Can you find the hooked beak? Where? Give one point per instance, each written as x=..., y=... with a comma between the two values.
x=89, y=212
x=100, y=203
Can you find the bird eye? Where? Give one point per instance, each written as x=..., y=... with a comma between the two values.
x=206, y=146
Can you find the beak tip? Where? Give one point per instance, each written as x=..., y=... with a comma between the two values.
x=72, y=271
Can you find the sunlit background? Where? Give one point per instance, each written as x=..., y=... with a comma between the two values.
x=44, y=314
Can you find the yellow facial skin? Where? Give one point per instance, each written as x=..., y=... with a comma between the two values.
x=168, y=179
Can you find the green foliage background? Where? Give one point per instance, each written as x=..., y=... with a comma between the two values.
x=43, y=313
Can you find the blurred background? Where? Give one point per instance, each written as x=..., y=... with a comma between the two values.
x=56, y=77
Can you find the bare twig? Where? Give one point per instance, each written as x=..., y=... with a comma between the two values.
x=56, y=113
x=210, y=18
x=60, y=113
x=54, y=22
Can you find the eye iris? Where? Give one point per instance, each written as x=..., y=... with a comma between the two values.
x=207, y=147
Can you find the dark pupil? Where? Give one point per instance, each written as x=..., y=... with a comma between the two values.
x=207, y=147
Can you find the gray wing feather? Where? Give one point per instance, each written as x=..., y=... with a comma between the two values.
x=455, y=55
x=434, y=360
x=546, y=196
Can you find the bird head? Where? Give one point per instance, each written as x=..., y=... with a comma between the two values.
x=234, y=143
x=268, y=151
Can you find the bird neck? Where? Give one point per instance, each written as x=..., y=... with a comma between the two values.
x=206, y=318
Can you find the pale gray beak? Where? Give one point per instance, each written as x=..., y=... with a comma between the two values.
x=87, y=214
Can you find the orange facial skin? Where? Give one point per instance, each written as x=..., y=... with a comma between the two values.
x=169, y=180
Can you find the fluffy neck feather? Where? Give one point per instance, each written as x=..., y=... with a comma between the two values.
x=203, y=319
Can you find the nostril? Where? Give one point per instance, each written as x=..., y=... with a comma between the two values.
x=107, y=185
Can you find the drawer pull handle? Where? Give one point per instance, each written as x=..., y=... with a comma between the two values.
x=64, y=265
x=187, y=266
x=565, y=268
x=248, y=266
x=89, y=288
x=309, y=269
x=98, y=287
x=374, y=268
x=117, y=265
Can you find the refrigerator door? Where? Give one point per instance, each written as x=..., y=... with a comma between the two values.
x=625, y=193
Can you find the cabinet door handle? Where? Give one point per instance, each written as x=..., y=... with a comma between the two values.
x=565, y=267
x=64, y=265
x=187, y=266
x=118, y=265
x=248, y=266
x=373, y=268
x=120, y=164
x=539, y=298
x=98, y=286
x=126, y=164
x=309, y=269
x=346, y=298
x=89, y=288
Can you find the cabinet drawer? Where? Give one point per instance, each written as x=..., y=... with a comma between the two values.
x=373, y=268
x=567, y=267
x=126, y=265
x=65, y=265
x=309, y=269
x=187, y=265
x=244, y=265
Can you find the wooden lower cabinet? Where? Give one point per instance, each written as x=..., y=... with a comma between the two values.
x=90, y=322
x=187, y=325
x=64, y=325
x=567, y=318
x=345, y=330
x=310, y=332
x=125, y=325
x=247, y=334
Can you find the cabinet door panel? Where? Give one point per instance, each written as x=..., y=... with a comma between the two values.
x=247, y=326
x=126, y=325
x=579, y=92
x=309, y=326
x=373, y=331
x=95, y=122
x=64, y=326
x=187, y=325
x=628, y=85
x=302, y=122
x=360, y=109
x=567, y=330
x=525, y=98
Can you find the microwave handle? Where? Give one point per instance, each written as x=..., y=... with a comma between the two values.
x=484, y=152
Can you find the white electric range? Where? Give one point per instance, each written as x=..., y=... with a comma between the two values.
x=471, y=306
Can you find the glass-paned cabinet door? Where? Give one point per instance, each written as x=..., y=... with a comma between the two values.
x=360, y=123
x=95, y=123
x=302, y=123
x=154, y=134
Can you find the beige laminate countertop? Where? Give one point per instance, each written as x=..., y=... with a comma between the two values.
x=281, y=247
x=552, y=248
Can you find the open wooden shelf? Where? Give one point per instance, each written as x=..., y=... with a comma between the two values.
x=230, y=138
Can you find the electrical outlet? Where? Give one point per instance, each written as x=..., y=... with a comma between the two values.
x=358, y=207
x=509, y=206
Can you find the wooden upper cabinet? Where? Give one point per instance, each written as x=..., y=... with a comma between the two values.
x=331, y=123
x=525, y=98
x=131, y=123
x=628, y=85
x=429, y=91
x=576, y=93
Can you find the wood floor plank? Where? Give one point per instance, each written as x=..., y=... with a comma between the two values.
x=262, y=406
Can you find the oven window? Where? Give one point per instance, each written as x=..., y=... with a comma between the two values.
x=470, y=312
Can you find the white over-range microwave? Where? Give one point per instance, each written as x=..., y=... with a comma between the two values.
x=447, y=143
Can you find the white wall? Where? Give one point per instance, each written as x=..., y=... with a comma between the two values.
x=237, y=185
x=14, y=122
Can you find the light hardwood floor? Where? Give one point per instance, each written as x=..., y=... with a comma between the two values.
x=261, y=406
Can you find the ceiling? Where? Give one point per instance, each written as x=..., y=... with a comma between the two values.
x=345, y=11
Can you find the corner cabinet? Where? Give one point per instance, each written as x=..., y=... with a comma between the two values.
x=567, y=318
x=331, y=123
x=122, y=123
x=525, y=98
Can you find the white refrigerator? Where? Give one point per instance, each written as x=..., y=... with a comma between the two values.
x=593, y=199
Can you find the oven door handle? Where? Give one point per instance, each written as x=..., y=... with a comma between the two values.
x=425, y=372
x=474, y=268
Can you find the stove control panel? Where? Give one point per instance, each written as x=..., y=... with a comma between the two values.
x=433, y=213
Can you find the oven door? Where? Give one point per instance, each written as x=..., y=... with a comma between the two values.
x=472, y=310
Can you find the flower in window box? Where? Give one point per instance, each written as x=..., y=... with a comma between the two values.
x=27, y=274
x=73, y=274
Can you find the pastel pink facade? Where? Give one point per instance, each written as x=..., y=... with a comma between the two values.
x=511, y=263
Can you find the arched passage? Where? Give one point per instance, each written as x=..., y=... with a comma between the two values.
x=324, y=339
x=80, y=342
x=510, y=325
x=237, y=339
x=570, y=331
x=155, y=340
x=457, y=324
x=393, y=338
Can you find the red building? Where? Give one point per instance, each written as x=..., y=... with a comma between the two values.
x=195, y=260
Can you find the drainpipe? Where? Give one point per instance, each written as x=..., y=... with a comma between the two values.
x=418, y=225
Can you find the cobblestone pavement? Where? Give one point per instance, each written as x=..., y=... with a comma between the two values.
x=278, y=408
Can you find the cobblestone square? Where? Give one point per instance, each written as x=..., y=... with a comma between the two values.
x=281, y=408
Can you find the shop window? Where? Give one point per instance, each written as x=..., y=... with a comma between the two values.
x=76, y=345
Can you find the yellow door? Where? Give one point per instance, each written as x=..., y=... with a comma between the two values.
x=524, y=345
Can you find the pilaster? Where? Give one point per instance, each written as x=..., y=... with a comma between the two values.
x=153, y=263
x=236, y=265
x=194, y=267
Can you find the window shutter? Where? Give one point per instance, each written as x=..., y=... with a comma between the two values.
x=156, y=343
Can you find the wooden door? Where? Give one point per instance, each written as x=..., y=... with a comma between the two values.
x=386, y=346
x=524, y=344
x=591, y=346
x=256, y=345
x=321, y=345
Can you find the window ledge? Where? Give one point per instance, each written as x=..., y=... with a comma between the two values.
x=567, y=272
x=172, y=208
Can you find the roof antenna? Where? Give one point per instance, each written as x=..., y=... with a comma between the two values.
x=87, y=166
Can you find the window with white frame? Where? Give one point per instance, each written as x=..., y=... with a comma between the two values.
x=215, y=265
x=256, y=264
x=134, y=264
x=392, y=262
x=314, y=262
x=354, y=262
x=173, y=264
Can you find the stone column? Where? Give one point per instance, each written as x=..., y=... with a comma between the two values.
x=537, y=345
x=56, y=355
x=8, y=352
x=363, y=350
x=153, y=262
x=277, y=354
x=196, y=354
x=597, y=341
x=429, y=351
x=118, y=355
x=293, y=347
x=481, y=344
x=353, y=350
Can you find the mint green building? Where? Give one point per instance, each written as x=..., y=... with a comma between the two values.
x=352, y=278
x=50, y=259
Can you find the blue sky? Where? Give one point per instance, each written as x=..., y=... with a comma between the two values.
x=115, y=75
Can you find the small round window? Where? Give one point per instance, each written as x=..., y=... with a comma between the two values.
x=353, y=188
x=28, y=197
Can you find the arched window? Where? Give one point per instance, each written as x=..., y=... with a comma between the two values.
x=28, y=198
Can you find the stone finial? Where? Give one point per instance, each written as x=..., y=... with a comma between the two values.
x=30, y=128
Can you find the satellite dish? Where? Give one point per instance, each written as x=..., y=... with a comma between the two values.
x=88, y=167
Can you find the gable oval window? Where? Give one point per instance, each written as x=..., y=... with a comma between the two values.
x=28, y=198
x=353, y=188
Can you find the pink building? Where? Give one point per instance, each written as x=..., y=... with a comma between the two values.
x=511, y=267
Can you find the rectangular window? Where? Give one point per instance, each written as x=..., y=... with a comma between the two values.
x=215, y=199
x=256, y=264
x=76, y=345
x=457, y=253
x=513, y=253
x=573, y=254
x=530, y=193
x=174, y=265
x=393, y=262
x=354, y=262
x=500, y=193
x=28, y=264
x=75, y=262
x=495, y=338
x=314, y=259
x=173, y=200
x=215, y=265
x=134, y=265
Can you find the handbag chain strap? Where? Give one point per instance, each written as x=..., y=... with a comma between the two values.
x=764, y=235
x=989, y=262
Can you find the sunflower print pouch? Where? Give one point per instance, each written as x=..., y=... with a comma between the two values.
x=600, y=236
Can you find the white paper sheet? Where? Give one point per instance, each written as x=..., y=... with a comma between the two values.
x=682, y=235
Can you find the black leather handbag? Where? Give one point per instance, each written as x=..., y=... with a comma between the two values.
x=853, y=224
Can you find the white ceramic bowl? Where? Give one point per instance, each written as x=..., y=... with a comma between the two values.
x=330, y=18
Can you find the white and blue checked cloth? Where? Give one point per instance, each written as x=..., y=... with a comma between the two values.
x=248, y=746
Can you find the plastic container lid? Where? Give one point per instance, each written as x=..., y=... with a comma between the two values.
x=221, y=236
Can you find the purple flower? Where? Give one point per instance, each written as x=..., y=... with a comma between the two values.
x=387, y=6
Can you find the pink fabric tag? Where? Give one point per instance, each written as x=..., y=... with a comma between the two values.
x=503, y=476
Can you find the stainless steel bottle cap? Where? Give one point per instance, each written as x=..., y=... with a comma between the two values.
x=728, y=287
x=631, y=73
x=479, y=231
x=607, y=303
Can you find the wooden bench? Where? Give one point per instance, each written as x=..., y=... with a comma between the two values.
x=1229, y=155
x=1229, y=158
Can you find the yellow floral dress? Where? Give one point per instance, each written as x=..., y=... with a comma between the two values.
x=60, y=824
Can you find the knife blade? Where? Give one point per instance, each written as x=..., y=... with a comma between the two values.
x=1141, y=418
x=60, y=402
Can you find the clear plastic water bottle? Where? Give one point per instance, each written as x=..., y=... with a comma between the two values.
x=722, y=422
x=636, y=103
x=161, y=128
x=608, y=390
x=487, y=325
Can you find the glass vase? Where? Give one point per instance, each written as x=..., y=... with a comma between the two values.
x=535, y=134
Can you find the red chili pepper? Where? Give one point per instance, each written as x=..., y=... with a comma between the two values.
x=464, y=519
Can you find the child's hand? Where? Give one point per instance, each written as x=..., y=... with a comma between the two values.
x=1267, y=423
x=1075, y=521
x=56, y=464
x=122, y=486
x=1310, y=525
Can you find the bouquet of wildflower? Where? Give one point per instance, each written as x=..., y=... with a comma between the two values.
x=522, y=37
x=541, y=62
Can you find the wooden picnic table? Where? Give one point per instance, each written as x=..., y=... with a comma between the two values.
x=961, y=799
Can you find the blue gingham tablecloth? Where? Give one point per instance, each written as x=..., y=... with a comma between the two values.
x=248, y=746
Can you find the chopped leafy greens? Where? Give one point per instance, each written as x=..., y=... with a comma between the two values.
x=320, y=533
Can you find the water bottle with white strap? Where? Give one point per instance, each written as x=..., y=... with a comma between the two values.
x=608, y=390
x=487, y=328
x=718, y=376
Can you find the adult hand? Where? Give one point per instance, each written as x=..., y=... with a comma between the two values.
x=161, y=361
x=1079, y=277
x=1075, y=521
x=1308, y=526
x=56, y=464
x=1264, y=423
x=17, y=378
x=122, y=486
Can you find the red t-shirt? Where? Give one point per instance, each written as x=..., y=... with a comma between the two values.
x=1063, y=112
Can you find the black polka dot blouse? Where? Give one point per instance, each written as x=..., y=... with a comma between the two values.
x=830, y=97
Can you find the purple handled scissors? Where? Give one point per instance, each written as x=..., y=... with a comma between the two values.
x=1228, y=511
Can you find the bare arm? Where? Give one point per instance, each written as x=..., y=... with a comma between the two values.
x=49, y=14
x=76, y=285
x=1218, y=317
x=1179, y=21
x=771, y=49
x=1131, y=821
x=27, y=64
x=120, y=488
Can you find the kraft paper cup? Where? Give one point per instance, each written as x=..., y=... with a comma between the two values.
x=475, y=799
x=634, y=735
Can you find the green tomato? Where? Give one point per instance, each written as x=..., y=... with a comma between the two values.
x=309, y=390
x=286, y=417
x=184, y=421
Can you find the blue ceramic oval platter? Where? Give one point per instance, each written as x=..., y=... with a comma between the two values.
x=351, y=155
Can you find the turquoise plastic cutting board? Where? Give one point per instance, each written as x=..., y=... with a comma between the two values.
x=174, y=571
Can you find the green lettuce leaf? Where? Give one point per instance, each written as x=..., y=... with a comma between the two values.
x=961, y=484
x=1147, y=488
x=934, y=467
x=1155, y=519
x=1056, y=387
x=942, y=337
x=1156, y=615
# # # # # # #
Your goal - Turn the part of the records that opens with the line containing "Can you find the stove" and closes with the line containing "x=194, y=267" into a Markdown table. Use the columns Row and Line, give each line its own numbered row, and leave out blank lines.

Result of this exercise -
| Row | Line |
|---|---|
| 1 | Can you find the stove control panel? Where? Give one point per instance, each written as x=..., y=... with a comma between the two values. |
| 2 | x=433, y=213 |
| 3 | Can you find the oven door? Where? Give one point per instance, each written as x=..., y=... with a comma between the two values. |
| 4 | x=472, y=310 |
| 5 | Can you find the flower in window box? Where? Give one point per instance, each written as x=..., y=... with a comma between the two values. |
| 6 | x=27, y=274 |
| 7 | x=73, y=274 |
| 8 | Can you find the pastel pink facade? Where? Give one point per instance, each written as x=..., y=... with a comma between the two values. |
| 9 | x=511, y=263 |
| 10 | Can you find the arched passage? Where? Give one point per instance, each written as x=..., y=... with a comma between the two values. |
| 11 | x=324, y=339 |
| 12 | x=80, y=342 |
| 13 | x=510, y=325 |
| 14 | x=237, y=339 |
| 15 | x=570, y=331 |
| 16 | x=155, y=340 |
| 17 | x=457, y=324 |
| 18 | x=393, y=338 |
| 19 | Can you find the red building? Where? Give one point per instance, each written as x=..., y=... with a comma between the two values. |
| 20 | x=195, y=260 |
| 21 | Can you find the drainpipe? Where? Give one point per instance, each written as x=..., y=... with a comma between the two values. |
| 22 | x=418, y=225 |
| 23 | Can you find the cobblestone pavement? Where? Give one point per instance, each written as x=..., y=... with a comma between the two values. |
| 24 | x=278, y=408 |
| 25 | Can you find the cobblestone square? Where? Give one point per instance, each written as x=..., y=... with a comma between the two values. |
| 26 | x=281, y=408 |
| 27 | Can you find the shop window? Where? Give one point per instance, each written as x=..., y=... with a comma between the two values. |
| 28 | x=76, y=345 |
| 29 | Can you find the yellow door? Where? Give one point per instance, each written as x=..., y=... with a comma between the two values. |
| 30 | x=524, y=345 |
| 31 | Can you find the pilaster? Where? Give one point per instance, each written as x=..., y=... with a comma between the two values. |
| 32 | x=153, y=263 |
| 33 | x=236, y=265 |
| 34 | x=194, y=267 |